Exercise requirements — Give the stretch from the line containing "For every instance of the snow patch, the" through the end of the material below as a numbered list, leaving out any blank lines.

Stored items from a collection:
■ ■ ■ ■ ■ ■ ■

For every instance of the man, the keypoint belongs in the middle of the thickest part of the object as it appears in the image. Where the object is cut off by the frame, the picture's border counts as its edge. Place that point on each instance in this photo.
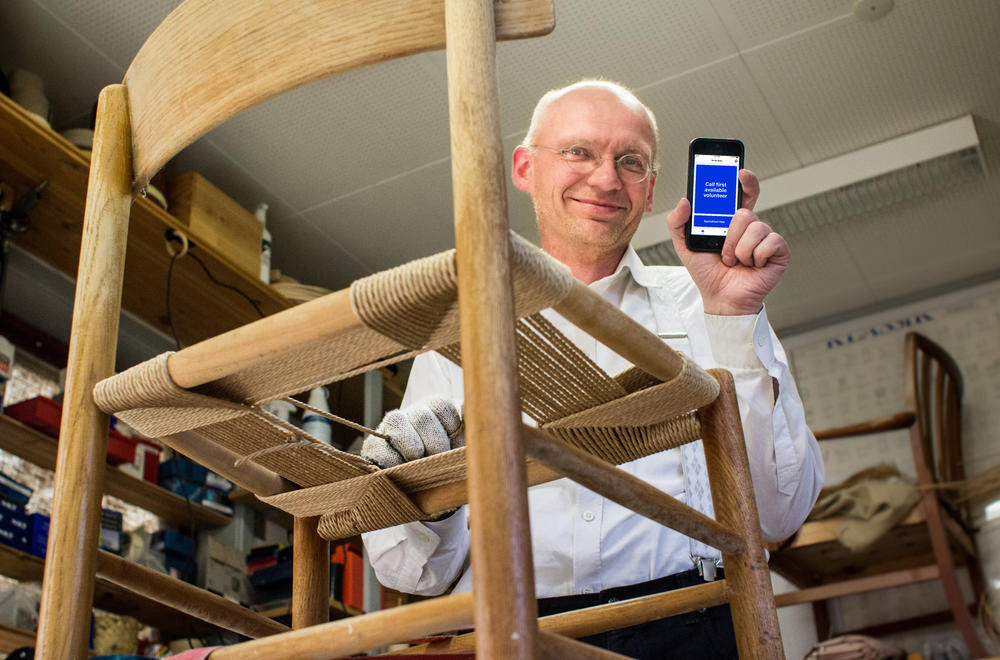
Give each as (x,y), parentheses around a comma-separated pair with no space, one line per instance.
(587,162)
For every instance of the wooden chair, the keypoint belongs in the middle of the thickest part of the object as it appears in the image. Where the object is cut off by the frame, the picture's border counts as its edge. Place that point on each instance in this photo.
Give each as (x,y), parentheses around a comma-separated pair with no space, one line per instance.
(926,545)
(178,87)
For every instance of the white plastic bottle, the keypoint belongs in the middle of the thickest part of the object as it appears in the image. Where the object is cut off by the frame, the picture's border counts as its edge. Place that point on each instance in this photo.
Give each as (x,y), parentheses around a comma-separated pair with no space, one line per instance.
(318,426)
(265,244)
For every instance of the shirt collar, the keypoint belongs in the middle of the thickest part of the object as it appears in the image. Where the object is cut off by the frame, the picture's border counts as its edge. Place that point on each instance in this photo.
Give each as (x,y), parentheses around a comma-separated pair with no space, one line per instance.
(630,265)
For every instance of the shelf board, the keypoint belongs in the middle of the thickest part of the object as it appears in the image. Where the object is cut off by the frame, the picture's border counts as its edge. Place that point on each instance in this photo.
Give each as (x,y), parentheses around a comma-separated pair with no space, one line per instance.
(30,153)
(40,449)
(12,638)
(111,597)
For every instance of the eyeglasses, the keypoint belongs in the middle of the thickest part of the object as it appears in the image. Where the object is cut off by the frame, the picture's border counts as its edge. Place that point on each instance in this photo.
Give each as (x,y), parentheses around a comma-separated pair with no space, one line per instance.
(631,168)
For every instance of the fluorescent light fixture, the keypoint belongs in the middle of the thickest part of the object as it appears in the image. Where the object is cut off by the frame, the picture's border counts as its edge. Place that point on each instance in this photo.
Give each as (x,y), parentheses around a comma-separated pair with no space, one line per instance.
(868,180)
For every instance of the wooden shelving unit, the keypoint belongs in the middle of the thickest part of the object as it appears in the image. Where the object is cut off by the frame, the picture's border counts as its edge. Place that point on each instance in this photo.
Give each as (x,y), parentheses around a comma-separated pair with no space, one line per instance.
(31,153)
(107,596)
(40,449)
(12,638)
(337,611)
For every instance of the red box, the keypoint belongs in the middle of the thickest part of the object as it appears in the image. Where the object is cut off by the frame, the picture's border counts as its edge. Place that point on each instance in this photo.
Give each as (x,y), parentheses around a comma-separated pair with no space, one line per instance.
(40,413)
(353,591)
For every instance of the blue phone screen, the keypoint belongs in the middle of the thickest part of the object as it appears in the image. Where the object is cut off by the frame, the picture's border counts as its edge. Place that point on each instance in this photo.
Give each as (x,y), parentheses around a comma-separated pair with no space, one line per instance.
(715,195)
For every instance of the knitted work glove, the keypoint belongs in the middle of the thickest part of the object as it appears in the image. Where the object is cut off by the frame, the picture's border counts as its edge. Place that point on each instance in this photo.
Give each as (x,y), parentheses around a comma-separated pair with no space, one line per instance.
(429,427)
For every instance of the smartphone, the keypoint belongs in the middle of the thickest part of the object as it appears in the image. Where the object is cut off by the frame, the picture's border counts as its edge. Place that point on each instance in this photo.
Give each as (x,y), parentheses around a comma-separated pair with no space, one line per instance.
(714,191)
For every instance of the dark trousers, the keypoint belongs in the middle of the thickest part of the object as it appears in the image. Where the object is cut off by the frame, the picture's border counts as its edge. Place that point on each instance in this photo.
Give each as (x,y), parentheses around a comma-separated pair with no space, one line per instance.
(699,634)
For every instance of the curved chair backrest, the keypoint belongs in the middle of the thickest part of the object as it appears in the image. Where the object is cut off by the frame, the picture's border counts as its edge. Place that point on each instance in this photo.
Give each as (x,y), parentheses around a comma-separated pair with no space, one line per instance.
(209,60)
(933,384)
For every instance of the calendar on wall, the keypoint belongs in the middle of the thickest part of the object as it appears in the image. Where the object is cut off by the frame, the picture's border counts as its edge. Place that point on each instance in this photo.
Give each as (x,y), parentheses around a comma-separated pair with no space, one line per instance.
(853,371)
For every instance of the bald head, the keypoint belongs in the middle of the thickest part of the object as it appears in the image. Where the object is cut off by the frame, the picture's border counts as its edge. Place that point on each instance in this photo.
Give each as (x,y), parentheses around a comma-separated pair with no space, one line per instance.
(585,88)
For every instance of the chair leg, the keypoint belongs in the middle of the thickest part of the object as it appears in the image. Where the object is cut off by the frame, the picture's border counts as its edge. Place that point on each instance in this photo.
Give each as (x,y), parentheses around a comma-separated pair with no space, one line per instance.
(310,575)
(821,617)
(68,583)
(949,580)
(748,578)
(503,575)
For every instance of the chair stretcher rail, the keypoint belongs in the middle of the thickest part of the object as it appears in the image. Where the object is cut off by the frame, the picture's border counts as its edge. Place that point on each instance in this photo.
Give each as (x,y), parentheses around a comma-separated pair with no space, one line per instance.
(267,338)
(628,491)
(184,597)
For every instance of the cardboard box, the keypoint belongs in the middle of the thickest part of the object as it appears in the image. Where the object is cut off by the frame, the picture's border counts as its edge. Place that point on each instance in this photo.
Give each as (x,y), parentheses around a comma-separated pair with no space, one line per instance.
(215,221)
(222,569)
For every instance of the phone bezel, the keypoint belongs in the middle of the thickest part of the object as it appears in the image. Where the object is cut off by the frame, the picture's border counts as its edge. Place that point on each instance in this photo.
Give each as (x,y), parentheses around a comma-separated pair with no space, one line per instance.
(712,147)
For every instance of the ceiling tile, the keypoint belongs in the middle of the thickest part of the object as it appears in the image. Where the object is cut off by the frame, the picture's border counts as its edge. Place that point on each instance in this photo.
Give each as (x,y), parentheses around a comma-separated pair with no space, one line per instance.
(754,23)
(635,43)
(392,222)
(116,29)
(339,135)
(822,281)
(312,256)
(927,243)
(849,83)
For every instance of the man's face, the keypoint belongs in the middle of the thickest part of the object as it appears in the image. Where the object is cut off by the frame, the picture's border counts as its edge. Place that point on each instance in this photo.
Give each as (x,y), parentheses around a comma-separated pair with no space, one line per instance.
(594,213)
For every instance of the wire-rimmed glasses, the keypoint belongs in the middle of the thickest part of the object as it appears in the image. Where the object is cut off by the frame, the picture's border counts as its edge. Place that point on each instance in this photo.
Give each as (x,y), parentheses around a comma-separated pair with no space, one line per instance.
(631,168)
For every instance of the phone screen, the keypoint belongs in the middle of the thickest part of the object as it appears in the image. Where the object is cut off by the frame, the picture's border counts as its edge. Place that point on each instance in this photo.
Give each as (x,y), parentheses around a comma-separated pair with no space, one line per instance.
(715,198)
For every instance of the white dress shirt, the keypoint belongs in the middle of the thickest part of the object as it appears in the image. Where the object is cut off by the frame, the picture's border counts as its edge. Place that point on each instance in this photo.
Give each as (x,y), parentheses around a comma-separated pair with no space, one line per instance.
(584,543)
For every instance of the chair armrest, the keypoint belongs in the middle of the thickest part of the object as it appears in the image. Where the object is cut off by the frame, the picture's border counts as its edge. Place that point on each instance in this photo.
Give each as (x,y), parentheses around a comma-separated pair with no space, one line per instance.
(899,420)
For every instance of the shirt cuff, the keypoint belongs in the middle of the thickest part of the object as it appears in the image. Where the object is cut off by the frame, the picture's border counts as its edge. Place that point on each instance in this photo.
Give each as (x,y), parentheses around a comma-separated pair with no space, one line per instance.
(740,342)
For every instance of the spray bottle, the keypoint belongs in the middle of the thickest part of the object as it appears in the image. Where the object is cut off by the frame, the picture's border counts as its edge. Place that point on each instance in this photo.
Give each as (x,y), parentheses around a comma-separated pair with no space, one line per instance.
(265,243)
(318,426)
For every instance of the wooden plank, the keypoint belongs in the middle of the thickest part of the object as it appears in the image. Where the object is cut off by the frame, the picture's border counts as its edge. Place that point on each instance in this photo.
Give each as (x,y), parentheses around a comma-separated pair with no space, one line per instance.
(498,503)
(30,153)
(893,422)
(40,449)
(68,584)
(338,610)
(114,598)
(821,531)
(215,220)
(859,585)
(12,638)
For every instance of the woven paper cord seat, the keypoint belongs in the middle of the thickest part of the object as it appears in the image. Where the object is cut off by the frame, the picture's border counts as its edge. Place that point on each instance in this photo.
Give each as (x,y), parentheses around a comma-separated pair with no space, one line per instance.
(407,310)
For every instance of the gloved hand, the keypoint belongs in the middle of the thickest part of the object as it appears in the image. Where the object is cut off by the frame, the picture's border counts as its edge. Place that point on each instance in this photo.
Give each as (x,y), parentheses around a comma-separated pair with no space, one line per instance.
(429,427)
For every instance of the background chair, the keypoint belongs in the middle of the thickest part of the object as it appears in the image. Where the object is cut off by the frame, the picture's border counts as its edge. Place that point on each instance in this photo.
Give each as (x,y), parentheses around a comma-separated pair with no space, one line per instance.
(932,540)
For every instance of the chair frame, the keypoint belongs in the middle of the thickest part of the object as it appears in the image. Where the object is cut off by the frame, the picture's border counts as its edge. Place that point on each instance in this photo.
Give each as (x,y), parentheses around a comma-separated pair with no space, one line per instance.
(124,157)
(932,416)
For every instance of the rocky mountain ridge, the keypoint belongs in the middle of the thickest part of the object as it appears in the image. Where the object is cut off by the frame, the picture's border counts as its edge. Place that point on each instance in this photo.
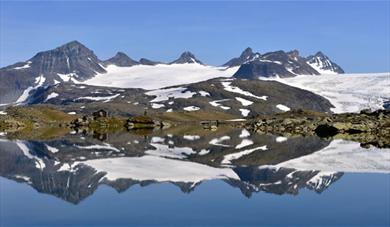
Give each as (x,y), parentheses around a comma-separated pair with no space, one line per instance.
(75,63)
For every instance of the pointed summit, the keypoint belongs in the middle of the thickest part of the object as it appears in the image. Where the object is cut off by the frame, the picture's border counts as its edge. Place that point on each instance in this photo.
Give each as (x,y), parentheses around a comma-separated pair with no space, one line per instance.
(187,57)
(322,64)
(144,61)
(246,56)
(247,52)
(122,60)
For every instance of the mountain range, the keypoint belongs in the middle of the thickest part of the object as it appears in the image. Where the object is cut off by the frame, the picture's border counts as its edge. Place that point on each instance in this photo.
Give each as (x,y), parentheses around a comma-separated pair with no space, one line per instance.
(75,63)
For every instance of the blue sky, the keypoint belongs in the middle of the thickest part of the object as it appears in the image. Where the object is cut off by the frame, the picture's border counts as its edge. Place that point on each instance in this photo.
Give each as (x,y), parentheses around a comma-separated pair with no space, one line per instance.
(355,34)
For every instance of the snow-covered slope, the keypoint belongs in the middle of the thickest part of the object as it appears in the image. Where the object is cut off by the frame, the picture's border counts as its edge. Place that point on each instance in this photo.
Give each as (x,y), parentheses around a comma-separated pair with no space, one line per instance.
(347,92)
(343,156)
(158,76)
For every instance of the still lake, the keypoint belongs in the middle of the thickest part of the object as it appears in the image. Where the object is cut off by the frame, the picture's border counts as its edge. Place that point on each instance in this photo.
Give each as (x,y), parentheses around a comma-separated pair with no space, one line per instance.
(192,177)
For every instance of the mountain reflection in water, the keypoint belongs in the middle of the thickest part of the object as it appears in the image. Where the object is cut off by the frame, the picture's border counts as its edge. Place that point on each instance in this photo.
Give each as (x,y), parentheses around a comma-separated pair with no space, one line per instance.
(73,167)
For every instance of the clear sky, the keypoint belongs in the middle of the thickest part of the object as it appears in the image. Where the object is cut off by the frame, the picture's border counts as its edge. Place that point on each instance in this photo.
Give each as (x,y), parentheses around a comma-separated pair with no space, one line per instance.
(355,34)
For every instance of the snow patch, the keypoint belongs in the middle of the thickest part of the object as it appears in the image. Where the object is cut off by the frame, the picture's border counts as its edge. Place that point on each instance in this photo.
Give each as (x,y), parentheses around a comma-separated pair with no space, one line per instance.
(191,108)
(244,112)
(165,94)
(283,107)
(51,96)
(228,87)
(244,102)
(158,76)
(227,159)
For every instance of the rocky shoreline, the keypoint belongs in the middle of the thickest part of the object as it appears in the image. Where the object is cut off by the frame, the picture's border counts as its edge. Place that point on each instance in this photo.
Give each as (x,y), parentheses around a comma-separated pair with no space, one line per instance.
(367,127)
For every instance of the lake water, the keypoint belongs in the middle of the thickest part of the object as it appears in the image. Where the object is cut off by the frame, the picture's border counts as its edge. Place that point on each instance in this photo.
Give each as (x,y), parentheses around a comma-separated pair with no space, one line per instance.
(192,177)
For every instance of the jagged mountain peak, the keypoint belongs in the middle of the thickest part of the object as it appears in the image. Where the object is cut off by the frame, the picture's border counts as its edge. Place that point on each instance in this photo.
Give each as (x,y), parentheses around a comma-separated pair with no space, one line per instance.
(121,59)
(247,52)
(186,57)
(246,56)
(145,61)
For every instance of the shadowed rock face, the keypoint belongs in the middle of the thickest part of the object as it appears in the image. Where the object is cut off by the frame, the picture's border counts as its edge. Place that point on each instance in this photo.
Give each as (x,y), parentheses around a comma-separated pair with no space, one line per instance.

■ ■ ■ ■ ■ ■ ■

Answer for this exercise —
1. For every instance of the snow patch, the keypoint belongs in the middle of the thickest part of the object as it appears in the image. Where the object is cut off by the frame, the picture's border counts as its edge. Place that point on each instance in this photo.
2. Give each as (x,y), parentheses around a comma-separated pair with no space, one line per instance.
3. (191,108)
4. (244,112)
5. (165,94)
6. (283,107)
7. (51,96)
8. (228,87)
9. (244,102)
10. (158,76)
11. (227,159)
12. For every instance of the rocky shoreline, the keypoint belongs in the middle of the thickest part of the object as it appears in the image. Where the object is cut off by the frame, the picture's border counts as its edge. Place that point on each instance in this photo.
13. Give each as (x,y), parentheses around a comma-separated pair with no space, one line per instance.
14. (367,127)
15. For every instance of the lake water, the keypoint belongs in the middle of the thickest part of the object as it appears in the image. Where the object is cut off by the frame, the picture's border counts as its edge. Place that point on each instance in this photo.
16. Give each as (x,y), parentheses around a comma-separated pair with no space, one line per instance.
17. (192,177)
18. For every instance of the jagged mountain peak, the keypoint belongs in the middle of the thickest part of the object as it appears in the image. Where the object is cut off by the frame, the picture's border counts as its edge. Place that point on each instance in this photo.
19. Give each as (x,y), parentheses around a comma-separated pair with no space, one line per instance.
20. (121,59)
21. (247,52)
22. (186,57)
23. (246,56)
24. (145,61)
25. For every instance of the shadowed rock face, the keypoint belongs in the middle of the thickest part of the object as it appears in the image. Where the object is cut off by the frame, the picture's border counts as its edge. Place that point on each instance in this photo.
26. Give each as (x,y), parentheses around a comma-separated pair with no space, one line per instance.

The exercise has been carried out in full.